**DOCUMENT PASSAGE**.
╭──

William Carey was a favored courtier of Henry VIII’s, and actually his third cousin (William’s grandmother Eleanor Beaufort was cousin to Henry’s grandmother Margaret Beaufort). William served as a Gentleman of the Privy Chamber and as an Esquire of the Body – but his real claim to fame is the fact that he married Mary Boleyn in 1520.
Right around the time of their marriage, Mary became the mistress of Henry VIII and William couple received grants of manors and estates (probably as a consolation prize). Two children were born to the couple, Catherine Carey and Henry Carey, but many believe that Henry was the real father of one or both of these children.

╰──

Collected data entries
╭──

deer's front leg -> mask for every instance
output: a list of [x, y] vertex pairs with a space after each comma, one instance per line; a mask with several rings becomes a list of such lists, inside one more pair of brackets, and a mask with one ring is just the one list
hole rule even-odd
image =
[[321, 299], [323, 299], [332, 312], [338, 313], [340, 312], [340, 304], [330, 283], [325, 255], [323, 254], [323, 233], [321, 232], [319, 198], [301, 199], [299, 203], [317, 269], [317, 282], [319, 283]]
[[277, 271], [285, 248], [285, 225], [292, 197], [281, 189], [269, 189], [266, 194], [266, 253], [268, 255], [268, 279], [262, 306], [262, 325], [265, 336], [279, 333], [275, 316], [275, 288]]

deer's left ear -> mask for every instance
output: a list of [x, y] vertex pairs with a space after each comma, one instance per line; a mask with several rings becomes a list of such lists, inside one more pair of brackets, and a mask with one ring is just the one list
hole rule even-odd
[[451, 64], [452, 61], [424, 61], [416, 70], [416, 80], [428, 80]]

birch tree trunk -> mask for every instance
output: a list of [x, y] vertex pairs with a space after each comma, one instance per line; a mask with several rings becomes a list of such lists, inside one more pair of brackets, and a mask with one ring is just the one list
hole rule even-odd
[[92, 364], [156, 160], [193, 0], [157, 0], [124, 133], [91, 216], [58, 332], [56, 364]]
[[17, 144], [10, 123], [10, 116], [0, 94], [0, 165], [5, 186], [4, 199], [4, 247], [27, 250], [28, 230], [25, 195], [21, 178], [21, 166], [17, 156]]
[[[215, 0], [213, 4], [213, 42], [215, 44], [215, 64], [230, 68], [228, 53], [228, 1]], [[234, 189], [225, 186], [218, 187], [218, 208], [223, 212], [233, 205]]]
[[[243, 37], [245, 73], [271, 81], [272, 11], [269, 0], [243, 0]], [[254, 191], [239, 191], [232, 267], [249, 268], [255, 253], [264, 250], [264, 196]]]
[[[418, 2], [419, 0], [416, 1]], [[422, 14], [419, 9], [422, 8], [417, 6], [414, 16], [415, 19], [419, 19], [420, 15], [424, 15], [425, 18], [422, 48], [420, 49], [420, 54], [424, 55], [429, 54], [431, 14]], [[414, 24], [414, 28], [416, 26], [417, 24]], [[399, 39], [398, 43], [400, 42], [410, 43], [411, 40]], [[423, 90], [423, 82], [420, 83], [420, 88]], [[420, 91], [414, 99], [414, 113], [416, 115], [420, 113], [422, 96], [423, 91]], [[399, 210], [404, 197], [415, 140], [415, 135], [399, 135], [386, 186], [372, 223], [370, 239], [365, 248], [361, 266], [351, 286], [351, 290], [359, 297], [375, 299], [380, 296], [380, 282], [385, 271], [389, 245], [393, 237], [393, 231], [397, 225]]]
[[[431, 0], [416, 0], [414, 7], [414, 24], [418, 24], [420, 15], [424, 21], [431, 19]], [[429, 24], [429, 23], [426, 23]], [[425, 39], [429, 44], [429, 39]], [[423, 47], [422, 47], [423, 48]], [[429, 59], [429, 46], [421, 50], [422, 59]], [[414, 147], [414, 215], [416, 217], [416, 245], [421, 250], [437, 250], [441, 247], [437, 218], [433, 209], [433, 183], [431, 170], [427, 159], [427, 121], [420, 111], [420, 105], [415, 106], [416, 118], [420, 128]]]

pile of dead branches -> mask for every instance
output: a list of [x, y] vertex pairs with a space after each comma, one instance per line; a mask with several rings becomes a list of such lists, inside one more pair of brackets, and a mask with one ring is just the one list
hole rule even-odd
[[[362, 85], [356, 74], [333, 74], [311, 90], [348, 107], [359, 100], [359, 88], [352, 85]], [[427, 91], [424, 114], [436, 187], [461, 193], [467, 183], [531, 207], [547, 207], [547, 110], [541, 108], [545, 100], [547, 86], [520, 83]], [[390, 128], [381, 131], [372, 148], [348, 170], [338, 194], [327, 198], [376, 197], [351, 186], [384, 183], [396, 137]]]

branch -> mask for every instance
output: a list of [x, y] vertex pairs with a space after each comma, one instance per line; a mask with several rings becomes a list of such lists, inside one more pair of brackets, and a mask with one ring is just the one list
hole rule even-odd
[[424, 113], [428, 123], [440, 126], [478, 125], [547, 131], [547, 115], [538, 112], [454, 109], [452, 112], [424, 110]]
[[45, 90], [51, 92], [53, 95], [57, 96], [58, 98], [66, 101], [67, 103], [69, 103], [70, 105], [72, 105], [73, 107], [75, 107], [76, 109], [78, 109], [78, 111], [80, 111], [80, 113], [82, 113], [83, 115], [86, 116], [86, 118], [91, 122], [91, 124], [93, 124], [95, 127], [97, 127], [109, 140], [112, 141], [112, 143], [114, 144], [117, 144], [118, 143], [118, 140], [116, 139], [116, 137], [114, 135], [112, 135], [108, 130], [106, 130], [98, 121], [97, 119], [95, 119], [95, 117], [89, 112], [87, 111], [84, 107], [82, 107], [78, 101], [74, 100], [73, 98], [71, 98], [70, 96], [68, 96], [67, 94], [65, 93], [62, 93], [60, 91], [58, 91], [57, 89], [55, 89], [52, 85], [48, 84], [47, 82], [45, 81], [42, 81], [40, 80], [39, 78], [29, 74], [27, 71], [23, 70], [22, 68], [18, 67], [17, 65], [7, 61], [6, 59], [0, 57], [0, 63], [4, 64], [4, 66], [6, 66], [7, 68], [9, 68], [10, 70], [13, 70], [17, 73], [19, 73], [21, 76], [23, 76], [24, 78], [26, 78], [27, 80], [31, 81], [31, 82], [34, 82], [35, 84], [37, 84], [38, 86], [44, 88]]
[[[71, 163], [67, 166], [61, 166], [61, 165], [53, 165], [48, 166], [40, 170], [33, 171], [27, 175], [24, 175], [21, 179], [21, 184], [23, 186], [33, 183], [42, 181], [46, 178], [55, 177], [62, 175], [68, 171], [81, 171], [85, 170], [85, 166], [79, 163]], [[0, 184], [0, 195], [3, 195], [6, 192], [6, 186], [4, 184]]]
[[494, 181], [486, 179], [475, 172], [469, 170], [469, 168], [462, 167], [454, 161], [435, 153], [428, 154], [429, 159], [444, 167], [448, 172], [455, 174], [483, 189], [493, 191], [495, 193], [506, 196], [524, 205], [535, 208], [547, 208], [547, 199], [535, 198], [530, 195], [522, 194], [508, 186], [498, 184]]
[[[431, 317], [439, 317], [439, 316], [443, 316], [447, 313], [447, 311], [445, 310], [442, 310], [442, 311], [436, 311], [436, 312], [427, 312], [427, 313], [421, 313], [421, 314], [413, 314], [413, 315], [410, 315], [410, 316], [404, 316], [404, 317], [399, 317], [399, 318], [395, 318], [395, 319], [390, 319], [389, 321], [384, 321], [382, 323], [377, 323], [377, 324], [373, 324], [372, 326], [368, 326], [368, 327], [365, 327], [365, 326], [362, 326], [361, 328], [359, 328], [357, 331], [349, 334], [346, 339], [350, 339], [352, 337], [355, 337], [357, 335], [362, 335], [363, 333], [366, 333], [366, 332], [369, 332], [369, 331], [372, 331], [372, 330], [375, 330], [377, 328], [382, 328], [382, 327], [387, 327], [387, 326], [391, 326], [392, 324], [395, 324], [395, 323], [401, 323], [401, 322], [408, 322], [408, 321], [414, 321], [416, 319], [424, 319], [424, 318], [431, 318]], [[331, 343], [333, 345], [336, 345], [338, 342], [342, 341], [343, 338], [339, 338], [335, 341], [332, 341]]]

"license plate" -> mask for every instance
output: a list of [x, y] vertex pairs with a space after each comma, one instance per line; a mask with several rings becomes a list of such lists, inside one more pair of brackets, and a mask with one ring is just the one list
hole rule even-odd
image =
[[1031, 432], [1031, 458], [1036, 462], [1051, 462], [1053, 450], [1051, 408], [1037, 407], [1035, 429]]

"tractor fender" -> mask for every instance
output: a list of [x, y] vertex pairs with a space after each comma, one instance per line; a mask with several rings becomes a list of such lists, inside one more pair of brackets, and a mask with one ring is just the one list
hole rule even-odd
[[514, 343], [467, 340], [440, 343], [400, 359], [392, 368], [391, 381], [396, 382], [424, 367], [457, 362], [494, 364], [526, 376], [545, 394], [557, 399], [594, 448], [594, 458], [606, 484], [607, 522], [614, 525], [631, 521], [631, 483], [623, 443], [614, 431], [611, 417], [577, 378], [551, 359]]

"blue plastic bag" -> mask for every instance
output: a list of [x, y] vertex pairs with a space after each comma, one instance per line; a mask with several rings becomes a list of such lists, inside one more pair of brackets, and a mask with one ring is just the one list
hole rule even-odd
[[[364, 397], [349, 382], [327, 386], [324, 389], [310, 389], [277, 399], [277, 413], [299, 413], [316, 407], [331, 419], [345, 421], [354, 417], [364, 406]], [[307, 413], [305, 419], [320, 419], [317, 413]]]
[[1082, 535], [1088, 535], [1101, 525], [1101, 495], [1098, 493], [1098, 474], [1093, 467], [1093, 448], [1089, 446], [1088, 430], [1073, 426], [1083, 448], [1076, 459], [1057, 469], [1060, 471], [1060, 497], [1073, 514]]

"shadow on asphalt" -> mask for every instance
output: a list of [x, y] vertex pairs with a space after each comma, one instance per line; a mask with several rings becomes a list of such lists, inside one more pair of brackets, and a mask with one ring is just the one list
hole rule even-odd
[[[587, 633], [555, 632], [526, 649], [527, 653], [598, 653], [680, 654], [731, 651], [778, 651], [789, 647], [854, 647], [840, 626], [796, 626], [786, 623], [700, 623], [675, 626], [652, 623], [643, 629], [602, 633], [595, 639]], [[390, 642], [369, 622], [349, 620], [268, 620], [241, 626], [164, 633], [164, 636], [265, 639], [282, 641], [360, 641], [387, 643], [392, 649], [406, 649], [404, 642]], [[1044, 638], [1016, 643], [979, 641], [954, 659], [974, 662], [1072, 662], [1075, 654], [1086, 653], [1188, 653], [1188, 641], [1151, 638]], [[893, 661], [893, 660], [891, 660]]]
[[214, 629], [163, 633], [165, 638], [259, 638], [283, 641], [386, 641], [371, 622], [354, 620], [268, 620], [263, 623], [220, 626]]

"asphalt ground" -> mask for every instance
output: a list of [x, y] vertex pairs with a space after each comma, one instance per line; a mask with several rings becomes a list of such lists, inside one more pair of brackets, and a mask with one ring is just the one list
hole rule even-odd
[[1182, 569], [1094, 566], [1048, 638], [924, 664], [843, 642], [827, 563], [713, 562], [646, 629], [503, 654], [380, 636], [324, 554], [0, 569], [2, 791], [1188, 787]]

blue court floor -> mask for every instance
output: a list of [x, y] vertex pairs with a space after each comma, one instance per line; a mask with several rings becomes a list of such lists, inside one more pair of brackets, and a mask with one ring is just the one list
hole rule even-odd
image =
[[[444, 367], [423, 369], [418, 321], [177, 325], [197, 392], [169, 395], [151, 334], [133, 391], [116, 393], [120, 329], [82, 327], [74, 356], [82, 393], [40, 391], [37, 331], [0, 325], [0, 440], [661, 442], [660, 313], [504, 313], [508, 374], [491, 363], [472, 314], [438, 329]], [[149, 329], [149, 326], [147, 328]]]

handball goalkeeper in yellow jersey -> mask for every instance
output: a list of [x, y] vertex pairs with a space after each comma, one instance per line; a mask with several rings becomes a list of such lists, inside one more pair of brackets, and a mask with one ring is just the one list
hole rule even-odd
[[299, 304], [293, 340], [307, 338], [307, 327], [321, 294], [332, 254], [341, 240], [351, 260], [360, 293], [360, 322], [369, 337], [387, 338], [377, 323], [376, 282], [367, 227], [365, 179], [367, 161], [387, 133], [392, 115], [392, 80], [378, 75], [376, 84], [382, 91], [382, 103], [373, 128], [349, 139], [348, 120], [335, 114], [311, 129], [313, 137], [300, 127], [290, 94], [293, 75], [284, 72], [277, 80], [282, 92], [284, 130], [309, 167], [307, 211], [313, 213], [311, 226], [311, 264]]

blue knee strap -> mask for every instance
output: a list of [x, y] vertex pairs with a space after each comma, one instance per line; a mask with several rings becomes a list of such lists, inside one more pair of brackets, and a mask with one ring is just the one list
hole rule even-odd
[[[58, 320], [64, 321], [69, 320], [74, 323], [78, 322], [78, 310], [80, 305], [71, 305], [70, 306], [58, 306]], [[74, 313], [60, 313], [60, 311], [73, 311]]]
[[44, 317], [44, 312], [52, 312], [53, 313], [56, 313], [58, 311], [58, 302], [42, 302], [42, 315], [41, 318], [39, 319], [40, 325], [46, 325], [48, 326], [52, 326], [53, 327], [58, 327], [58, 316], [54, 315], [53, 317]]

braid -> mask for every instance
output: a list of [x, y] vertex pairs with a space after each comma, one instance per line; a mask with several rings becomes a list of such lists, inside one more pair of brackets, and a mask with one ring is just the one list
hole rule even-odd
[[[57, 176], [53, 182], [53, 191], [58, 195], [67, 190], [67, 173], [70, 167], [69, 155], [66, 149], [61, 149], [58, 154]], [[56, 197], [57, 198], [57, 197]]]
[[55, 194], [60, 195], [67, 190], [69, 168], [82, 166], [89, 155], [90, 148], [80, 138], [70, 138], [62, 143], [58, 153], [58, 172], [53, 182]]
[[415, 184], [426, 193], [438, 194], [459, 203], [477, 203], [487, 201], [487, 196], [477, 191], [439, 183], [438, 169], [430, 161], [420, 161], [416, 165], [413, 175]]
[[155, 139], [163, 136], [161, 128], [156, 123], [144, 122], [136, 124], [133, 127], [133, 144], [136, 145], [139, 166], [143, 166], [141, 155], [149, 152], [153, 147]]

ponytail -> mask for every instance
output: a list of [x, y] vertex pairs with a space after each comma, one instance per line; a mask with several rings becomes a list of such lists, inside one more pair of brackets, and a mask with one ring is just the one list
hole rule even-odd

╰──

**YOUR INSTRUCTIONS**.
Answer these questions from the passage on William Carey.
(a) What two positions did William Carey hold at court?
(b) Whom did he marry in 1520?
(c) What were the names of the two children born to the couple?

**RESPONSE BELOW**.
(a) Gentleman of the Privy Chamber and Esquire of the Body
(b) Mary Boleyn
(c) Catherine Carey and Henry Carey